─── DATA ENTRIES
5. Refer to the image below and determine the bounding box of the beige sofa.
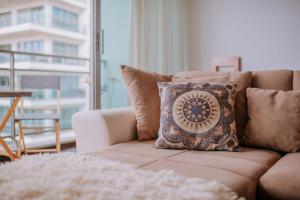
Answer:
[72,70,300,199]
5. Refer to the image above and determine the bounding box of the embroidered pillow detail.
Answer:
[155,82,239,151]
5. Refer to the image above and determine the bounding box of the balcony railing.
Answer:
[0,50,90,149]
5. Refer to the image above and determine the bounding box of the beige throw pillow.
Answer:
[121,65,172,140]
[155,82,239,151]
[244,88,300,152]
[173,71,252,144]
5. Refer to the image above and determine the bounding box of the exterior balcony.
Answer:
[0,23,88,42]
[53,0,89,10]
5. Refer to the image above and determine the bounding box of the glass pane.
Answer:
[0,0,92,146]
[0,58,11,137]
[101,0,130,108]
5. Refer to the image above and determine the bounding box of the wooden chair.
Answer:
[14,75,60,156]
[212,56,241,72]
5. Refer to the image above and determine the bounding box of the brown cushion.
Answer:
[252,70,293,91]
[121,65,172,140]
[293,71,300,90]
[172,71,252,144]
[244,88,300,152]
[258,153,300,200]
[155,82,239,151]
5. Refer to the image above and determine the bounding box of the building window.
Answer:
[16,40,45,62]
[52,41,79,65]
[60,107,79,129]
[0,12,11,28]
[18,6,44,24]
[52,7,79,32]
[60,75,85,98]
[0,44,11,63]
[0,75,9,89]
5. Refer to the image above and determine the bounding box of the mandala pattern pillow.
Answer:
[155,82,239,151]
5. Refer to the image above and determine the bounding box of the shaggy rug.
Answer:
[0,153,244,200]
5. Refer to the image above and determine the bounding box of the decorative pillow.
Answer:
[121,65,172,140]
[173,71,252,143]
[155,82,239,151]
[244,88,300,152]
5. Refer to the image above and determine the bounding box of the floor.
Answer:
[0,142,76,164]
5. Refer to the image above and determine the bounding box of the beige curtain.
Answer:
[129,0,188,74]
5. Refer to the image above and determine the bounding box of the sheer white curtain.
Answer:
[129,0,188,74]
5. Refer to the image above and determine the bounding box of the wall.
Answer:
[189,0,300,70]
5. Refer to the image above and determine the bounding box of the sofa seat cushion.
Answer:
[93,141,281,199]
[258,152,300,200]
[101,140,186,159]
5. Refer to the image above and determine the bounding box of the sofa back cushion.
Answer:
[244,88,300,152]
[121,65,172,140]
[252,70,293,91]
[293,70,300,90]
[173,71,252,144]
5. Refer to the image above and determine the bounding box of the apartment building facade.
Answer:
[0,0,90,144]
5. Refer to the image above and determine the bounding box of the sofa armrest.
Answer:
[72,107,136,154]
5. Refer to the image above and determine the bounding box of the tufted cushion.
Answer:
[121,65,172,140]
[156,82,239,151]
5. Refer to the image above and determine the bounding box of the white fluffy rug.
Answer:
[0,153,244,200]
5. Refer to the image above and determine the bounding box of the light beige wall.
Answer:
[189,0,300,70]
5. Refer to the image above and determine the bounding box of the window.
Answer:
[0,12,11,28]
[60,75,85,98]
[52,7,79,32]
[52,41,79,65]
[16,40,45,61]
[0,44,11,63]
[18,6,44,24]
[60,107,79,129]
[0,75,9,89]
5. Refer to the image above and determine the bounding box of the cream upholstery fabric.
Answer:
[259,152,300,200]
[72,108,136,154]
[93,141,280,200]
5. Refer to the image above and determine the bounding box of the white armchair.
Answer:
[72,107,136,154]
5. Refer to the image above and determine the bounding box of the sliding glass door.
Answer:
[100,0,130,108]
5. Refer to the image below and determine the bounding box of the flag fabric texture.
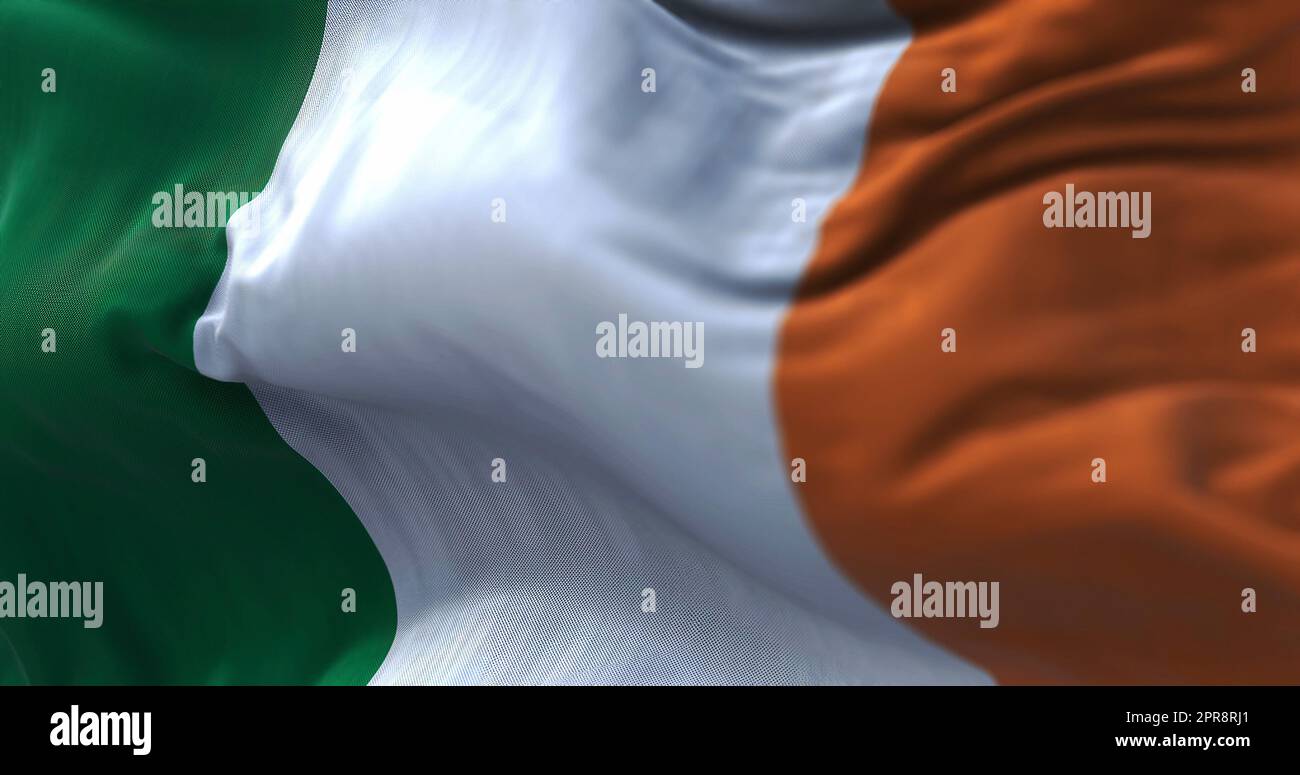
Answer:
[0,0,1300,684]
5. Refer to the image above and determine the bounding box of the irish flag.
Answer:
[0,0,1300,684]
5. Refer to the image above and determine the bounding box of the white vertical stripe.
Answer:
[195,0,984,681]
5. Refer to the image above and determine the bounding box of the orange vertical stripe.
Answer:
[776,0,1300,683]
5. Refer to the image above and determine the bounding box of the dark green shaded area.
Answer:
[0,0,397,684]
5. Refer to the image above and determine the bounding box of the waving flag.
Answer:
[0,0,1300,683]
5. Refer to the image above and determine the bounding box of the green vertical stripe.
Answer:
[0,0,397,683]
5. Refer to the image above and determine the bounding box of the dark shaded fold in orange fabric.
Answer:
[776,0,1300,683]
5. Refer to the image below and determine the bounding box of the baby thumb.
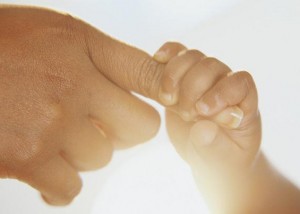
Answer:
[187,120,240,171]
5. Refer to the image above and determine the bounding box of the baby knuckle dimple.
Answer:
[201,57,221,69]
[238,71,254,90]
[185,49,204,58]
[60,179,82,204]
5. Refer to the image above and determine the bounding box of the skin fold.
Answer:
[0,5,300,214]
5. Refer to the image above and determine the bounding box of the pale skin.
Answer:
[0,6,300,214]
[154,42,300,214]
[0,5,163,205]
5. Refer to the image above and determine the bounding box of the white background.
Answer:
[0,0,300,214]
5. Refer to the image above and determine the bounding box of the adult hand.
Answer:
[0,6,162,205]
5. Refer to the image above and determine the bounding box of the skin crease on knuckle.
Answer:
[0,9,93,177]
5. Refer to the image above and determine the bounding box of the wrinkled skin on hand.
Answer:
[0,6,160,205]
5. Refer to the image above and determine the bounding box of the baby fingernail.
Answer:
[216,106,244,129]
[153,50,168,63]
[196,101,209,115]
[229,106,244,129]
[181,111,192,121]
[158,90,177,106]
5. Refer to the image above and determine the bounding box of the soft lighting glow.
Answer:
[92,143,208,214]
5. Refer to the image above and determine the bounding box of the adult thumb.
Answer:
[87,24,164,100]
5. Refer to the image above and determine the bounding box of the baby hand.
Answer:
[154,43,261,177]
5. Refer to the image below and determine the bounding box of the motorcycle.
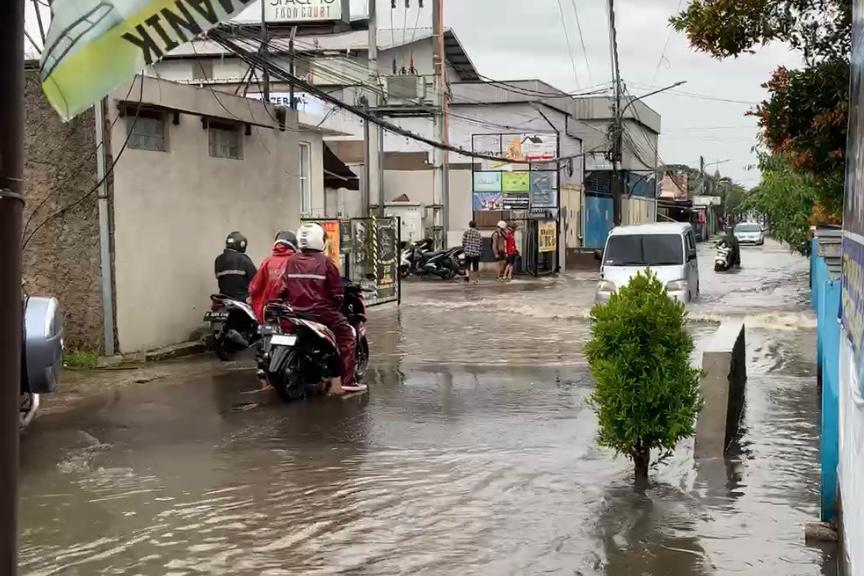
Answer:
[399,238,432,280]
[18,293,63,428]
[414,246,466,280]
[258,281,369,402]
[204,294,259,362]
[714,240,733,272]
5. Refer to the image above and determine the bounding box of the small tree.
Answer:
[585,271,702,481]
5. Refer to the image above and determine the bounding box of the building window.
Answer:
[126,110,168,152]
[299,142,312,216]
[207,120,243,160]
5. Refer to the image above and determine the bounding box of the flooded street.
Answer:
[20,241,835,576]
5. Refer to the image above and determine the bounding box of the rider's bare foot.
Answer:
[329,378,345,396]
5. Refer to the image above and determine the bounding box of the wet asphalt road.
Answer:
[21,237,834,576]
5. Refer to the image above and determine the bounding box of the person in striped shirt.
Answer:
[462,220,482,284]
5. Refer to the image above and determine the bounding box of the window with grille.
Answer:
[207,121,243,160]
[126,110,168,152]
[298,142,312,216]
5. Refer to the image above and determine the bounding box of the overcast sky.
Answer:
[27,0,800,186]
[445,0,800,186]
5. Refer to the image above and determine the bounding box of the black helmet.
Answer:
[225,232,249,253]
[273,230,297,251]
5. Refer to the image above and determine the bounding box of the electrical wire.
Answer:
[570,0,594,84]
[23,82,141,235]
[21,74,144,250]
[208,28,596,163]
[556,0,579,88]
[651,0,684,84]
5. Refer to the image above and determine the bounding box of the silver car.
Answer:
[733,222,765,246]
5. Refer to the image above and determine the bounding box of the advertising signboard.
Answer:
[537,220,558,252]
[318,220,342,270]
[531,172,558,208]
[263,0,350,22]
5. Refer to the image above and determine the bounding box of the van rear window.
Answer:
[603,234,684,266]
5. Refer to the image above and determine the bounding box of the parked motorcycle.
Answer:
[258,281,369,402]
[18,293,63,428]
[414,246,465,280]
[399,238,433,279]
[714,240,734,272]
[204,294,259,362]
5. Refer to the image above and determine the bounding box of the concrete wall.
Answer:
[838,332,864,576]
[109,78,304,353]
[24,69,102,351]
[621,196,657,225]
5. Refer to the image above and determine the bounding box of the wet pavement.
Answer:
[21,243,834,576]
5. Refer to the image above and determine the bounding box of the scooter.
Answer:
[399,238,432,280]
[714,240,734,272]
[204,294,259,362]
[414,246,465,280]
[18,293,63,429]
[258,281,369,402]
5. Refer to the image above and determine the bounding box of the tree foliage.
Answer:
[585,271,702,479]
[671,0,852,227]
[671,0,852,66]
[747,155,819,255]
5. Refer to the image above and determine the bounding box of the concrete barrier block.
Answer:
[696,321,747,458]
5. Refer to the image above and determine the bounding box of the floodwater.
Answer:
[21,238,835,576]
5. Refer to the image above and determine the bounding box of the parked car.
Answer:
[732,222,765,246]
[595,222,699,303]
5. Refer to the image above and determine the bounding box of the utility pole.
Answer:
[609,0,624,226]
[364,0,384,216]
[288,26,297,110]
[260,0,270,101]
[432,0,450,248]
[0,0,24,576]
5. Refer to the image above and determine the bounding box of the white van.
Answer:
[596,222,699,303]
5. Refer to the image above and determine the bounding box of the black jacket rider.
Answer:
[215,248,257,301]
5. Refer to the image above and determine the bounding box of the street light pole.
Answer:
[0,0,24,576]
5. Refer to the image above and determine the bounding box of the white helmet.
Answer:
[297,222,327,252]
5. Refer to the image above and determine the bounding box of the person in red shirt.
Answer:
[249,232,297,323]
[504,224,519,282]
[282,222,366,396]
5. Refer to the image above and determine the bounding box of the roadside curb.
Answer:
[97,340,207,368]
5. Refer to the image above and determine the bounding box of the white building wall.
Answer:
[838,333,864,576]
[108,78,306,353]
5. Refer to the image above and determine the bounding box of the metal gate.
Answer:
[303,217,402,306]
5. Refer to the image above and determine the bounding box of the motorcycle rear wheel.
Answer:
[354,338,369,382]
[276,350,306,402]
[213,338,237,362]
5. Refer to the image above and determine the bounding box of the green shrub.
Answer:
[63,350,99,368]
[585,271,702,480]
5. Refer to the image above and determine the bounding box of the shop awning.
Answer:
[324,143,360,190]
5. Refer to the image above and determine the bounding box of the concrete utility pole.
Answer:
[290,26,297,110]
[608,0,624,226]
[436,0,450,248]
[0,0,24,576]
[364,0,384,216]
[260,0,270,101]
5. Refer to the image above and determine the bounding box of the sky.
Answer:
[445,0,801,187]
[27,0,801,187]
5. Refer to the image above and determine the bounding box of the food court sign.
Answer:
[264,0,350,22]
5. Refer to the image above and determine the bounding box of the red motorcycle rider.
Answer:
──────
■ EXERCISE DIRECTIONS ■
Can you copy out, word for word, the lines between the one holding "the flooded street." and the one holding "[733,222,765,246]", inclusive?

■ EXERCISE RESPONSE ■
5. Refer to the image above and determine the bounding box of the flooded street.
Answer:
[20,241,835,576]
5. Refer to the image above and determine the bounding box of the rider's bare foot.
Answer:
[329,378,345,396]
5. Refer to the image above and determine the bounding box of the wet asphalt road.
Answer:
[21,237,834,576]
5. Refer to the image above and determine the bounding box of the person in striped shirt.
Answer:
[462,220,482,284]
5. Refer to the image above and determine the bounding box of the window with grille.
Answer:
[207,121,243,160]
[126,110,168,152]
[298,142,312,216]
5. Refer to the image above and determine the bounding box of the overcast sky.
Answer:
[27,0,800,186]
[445,0,800,186]
5. Refer to the image above and determine the bounding box of the black helmet.
Answer:
[225,232,249,253]
[273,230,297,251]
5. Refer to the image above and determine the bounding box of the electrical wire.
Answer:
[570,0,594,84]
[23,82,141,235]
[21,74,144,250]
[208,28,596,163]
[556,0,579,88]
[651,0,684,84]
5. Refer to the image above and determine the bounding box of the silver car.
Answer:
[733,222,765,246]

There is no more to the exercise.